Problem — Copy all of the data below word for word, without changing anything.

* Start *

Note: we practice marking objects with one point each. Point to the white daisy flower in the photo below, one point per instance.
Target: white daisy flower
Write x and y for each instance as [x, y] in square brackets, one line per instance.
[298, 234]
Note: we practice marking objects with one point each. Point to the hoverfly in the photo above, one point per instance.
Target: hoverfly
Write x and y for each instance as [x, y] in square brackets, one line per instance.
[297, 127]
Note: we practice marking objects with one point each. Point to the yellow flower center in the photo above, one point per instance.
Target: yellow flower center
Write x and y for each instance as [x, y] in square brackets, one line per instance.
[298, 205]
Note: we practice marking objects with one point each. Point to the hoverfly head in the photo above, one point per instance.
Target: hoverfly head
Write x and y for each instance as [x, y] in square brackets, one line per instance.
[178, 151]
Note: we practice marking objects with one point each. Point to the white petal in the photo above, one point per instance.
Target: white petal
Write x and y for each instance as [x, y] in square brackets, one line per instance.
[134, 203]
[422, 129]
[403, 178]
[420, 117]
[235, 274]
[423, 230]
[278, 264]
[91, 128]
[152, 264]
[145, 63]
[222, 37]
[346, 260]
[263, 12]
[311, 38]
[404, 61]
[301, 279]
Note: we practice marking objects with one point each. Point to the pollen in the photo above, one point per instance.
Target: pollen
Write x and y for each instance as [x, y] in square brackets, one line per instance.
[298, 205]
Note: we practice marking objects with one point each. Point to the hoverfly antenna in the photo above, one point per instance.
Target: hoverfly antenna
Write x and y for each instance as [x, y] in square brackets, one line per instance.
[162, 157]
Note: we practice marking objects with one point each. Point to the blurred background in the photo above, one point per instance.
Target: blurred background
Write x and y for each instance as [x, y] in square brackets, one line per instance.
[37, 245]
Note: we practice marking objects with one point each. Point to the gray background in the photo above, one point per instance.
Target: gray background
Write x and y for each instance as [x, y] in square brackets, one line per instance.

* End *

Response to this task —
Note: we practice marking objects with one point each. Point to the white daisy flower in the photo below, one point per instance.
Target: white daisy flower
Write x and y for each instance as [x, y] in square brackets, one line per instance.
[298, 234]
Note: we practice marking objects with one point each. Point to the hoverfly in the photo above, one point per instance.
Target: hoverfly
Write x and y for each instance as [x, y] in square brackets, one line per instance.
[297, 127]
Note: we practice marking objects with one point each. Point to the yellow flower center in the photo above, one point per instance.
Target: yellow flower center
Write x and y for each instance as [x, y] in square brackets, one line per instance.
[298, 205]
Note: we practice marking objects with one point each. Point to the hoverfly head in the photo above, one point per instance.
Target: hoverfly head
Write x and y for each instance as [x, y] in square brackets, one line per instance.
[178, 151]
Note: we practice marking objects with one point each. Point to the white petal in the photo above, one point per instance.
Target: white petal
Write x and y for each instance as [x, y] in square brackets, one line per instance.
[134, 203]
[422, 129]
[403, 178]
[420, 117]
[235, 274]
[423, 230]
[278, 264]
[91, 128]
[152, 264]
[145, 63]
[222, 37]
[346, 260]
[263, 12]
[311, 38]
[404, 61]
[301, 279]
Note: we practice marking objects with one point each. Point to the pollen in the photo above, one point per instance.
Target: pollen
Write x and y for each instance as [x, y] in square brackets, one line per instance.
[298, 205]
Note: we practice marking objects with one point each. Point to the hoverfly antenna in the photo above, one point per instance.
Target: hoverfly antenna
Write x and y for each instance as [x, y] in square brackets, one line per instance.
[162, 157]
Note: we practice marking objects with one point each. Point to the blurred background in the photo above, one point per instance.
Target: blurred background
Write x and y for each instance as [x, y] in square brackets, one line per instance.
[37, 245]
Note: we practice marking objects with one point each. Point to the gray background in the photo above, one point per instance.
Target: gray background
Write x and y for each instance as [x, y] in square brackets, one line per instance.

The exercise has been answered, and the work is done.